*To be done*.
Write out exactly the lines below that run from the line containing "Please indicate the wheel" through the last line of the records.

*Data shown*.
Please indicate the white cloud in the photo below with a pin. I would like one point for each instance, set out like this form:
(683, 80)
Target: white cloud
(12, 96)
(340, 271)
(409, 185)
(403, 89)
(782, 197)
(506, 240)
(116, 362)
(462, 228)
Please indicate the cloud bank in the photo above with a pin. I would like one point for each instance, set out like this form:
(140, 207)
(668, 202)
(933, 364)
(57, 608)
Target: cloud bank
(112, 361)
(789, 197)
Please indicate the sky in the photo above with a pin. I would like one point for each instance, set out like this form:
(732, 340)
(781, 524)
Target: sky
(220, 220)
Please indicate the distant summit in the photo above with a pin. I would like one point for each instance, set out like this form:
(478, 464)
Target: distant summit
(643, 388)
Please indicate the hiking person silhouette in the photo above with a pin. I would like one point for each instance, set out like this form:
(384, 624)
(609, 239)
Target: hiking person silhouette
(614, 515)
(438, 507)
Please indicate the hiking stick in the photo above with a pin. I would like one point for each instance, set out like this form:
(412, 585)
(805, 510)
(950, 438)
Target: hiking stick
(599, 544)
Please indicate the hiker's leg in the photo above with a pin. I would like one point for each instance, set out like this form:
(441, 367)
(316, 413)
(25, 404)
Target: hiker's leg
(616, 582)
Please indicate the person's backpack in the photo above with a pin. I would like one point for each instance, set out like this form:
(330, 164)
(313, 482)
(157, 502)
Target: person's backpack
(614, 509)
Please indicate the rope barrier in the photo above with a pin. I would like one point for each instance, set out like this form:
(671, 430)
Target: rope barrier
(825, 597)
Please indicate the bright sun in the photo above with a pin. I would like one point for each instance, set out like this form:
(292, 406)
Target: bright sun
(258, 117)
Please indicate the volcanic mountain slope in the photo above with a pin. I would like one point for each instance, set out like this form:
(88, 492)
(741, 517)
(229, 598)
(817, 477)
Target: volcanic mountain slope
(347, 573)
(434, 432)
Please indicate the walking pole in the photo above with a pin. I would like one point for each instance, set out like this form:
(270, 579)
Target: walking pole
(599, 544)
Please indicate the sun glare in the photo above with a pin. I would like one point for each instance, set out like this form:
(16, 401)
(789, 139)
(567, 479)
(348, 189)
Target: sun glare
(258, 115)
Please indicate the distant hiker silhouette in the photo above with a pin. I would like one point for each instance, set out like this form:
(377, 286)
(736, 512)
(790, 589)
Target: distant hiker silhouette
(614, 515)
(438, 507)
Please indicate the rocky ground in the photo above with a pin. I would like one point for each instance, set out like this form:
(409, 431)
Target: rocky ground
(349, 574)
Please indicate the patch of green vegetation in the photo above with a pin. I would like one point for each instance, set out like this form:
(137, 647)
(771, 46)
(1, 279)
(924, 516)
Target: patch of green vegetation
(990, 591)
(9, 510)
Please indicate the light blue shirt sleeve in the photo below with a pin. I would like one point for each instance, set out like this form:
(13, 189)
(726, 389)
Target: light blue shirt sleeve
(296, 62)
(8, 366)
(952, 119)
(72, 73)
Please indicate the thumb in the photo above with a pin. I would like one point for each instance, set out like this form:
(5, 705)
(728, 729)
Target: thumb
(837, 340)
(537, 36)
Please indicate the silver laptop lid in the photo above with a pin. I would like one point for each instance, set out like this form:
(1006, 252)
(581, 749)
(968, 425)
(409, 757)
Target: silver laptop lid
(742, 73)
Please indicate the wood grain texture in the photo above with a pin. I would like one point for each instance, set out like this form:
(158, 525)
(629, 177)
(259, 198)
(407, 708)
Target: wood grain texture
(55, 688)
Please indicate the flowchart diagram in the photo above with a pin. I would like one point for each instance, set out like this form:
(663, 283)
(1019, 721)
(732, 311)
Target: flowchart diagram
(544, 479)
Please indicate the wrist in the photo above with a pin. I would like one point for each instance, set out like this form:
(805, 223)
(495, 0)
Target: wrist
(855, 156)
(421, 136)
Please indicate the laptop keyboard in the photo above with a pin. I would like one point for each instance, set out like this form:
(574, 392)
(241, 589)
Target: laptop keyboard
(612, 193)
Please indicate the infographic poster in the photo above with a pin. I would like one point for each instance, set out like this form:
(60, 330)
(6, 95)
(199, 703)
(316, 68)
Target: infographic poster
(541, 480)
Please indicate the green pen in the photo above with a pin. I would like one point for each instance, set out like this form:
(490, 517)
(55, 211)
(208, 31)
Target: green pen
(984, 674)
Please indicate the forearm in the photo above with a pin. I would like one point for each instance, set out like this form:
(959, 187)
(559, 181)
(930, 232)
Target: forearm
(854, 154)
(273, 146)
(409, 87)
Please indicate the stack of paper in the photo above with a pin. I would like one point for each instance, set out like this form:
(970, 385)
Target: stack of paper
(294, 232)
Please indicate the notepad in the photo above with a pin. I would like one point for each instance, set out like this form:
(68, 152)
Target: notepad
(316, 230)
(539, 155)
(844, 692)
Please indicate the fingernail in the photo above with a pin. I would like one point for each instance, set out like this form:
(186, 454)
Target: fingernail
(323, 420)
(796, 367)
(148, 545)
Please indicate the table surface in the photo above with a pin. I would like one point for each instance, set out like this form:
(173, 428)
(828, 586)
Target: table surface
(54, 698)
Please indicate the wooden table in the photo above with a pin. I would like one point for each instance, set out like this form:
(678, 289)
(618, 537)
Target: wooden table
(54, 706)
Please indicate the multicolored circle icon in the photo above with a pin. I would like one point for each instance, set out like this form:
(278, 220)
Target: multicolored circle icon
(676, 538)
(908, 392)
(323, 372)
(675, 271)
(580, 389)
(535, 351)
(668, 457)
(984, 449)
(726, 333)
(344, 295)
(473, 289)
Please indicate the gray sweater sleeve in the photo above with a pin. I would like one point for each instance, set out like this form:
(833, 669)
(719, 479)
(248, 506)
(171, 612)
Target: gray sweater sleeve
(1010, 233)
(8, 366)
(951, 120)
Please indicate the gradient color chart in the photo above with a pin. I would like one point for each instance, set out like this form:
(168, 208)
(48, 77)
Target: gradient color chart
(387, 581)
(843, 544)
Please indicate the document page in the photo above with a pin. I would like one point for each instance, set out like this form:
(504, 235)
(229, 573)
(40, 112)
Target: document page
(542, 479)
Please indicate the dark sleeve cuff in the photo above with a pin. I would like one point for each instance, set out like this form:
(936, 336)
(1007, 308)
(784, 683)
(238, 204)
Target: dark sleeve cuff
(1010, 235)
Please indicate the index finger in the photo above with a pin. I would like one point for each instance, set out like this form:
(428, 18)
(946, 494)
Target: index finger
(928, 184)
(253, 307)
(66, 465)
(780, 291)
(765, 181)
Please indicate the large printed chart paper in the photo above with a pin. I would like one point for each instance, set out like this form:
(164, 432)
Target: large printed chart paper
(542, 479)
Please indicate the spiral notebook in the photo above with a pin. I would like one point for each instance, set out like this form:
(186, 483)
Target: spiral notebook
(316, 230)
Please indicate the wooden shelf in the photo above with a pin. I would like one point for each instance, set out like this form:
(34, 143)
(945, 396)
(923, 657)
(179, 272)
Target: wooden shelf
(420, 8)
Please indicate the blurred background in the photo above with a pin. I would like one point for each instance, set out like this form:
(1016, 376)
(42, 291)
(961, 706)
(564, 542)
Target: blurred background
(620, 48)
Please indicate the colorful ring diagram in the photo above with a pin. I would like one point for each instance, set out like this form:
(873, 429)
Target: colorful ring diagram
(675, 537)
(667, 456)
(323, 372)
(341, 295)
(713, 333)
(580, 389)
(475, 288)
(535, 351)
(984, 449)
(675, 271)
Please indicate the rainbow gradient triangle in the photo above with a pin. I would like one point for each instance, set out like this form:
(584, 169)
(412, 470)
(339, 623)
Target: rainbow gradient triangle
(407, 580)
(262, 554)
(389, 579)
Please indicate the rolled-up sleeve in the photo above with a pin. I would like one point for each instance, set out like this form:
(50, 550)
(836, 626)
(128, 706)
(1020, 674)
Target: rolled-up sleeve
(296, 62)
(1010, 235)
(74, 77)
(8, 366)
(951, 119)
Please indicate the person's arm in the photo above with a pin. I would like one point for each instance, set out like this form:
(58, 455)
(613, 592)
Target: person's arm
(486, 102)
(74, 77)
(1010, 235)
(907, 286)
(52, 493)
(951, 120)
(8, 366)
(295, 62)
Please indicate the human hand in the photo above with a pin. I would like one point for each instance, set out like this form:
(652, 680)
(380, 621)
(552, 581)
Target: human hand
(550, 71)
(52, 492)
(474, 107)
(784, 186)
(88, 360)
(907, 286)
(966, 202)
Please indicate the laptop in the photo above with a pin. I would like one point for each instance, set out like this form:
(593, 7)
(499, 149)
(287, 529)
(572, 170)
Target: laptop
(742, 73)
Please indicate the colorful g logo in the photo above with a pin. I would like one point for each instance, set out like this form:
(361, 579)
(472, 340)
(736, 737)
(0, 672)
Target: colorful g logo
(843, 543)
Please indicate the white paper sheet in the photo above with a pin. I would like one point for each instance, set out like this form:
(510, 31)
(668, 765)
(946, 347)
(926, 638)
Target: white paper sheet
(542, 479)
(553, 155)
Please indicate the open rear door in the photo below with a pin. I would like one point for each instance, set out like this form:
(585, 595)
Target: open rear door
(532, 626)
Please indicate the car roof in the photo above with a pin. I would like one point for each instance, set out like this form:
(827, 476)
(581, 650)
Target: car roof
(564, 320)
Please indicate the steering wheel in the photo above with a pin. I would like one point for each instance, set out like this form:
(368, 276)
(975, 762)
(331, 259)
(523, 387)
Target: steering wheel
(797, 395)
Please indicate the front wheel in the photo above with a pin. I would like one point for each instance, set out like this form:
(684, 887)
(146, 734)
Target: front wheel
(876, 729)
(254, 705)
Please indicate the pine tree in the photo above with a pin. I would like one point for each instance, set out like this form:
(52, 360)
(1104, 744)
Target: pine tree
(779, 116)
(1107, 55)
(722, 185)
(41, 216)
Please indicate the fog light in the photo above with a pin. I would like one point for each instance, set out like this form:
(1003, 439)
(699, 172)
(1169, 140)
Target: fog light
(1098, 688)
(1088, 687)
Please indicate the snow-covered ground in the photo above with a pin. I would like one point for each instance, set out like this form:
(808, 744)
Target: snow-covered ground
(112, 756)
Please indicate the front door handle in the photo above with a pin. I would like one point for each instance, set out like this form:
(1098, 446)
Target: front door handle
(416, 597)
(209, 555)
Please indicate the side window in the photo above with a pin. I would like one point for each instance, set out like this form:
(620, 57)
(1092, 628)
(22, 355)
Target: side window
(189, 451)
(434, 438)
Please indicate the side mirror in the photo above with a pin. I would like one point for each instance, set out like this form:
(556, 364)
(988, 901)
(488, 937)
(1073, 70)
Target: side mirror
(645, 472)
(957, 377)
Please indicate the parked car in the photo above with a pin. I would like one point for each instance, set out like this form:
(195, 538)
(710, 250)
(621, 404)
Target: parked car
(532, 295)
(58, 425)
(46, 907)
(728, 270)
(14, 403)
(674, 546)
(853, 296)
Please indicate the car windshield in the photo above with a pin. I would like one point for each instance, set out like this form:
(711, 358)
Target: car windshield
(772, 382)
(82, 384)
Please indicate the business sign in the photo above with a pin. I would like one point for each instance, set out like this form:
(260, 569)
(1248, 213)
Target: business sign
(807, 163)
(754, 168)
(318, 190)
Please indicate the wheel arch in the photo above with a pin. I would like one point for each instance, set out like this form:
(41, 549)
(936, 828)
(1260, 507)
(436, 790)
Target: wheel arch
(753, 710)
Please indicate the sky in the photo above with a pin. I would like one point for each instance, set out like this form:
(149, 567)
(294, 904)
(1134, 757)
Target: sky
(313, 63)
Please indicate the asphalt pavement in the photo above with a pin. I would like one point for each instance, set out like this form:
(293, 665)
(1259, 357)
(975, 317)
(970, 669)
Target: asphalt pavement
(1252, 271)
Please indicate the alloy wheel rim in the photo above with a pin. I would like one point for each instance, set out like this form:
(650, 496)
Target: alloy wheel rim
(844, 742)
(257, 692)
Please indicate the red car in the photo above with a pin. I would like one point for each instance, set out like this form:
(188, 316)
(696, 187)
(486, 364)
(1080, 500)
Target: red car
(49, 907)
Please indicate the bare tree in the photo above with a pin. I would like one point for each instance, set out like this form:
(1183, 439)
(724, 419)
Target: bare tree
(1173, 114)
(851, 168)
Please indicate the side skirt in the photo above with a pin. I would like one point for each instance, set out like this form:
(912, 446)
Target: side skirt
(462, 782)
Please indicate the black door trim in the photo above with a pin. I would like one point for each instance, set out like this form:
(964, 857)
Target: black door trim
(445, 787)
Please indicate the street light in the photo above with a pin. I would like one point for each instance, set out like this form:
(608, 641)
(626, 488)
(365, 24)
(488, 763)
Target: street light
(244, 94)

*Exercise answer*.
Please indicate the wheel arch in the photo above with a pin. I would like one point for each instance, set out like this form:
(41, 549)
(936, 828)
(1260, 507)
(436, 790)
Target: wheel arch
(753, 710)
Please indicate the sky in the photo above with a pin. I would like one point for each instance, set out like this form:
(149, 567)
(294, 904)
(1134, 757)
Target: sky
(313, 63)
Please indicate the asphalt pavement in the photo above with a pin. I would like one point for each instance, set out like this form:
(293, 665)
(1259, 357)
(975, 317)
(970, 669)
Target: asphalt pavement
(1252, 271)
Please indicate the alloy wheel rim in the photo above with a pin. I would like one point for each instance, set out like this form:
(650, 496)
Target: alloy wheel rim
(844, 742)
(257, 692)
Please indicate the red car in the photo above with a pin. I would like one point for each instance, set out like this form:
(188, 316)
(696, 187)
(486, 364)
(1080, 500)
Target: red car
(49, 907)
Please indicate the bare tree in the photo above with a pin. I would like one point for each instance, set out like this form:
(1183, 439)
(724, 419)
Target: bare tree
(1173, 114)
(851, 168)
Please indicate the side skirt in the photo above with a pin. I would like one point for each instance, set out like this form:
(912, 446)
Target: side skirt
(462, 782)
Please indicate the black door trim in the photo above with a pin. I would like one point for each instance, set out like this form:
(964, 857)
Target: black door trim
(445, 787)
Please indicate the street light in the photo above with a pin. I would like one point for each instance, set out like this form:
(608, 641)
(626, 488)
(365, 24)
(488, 763)
Target: street light
(244, 94)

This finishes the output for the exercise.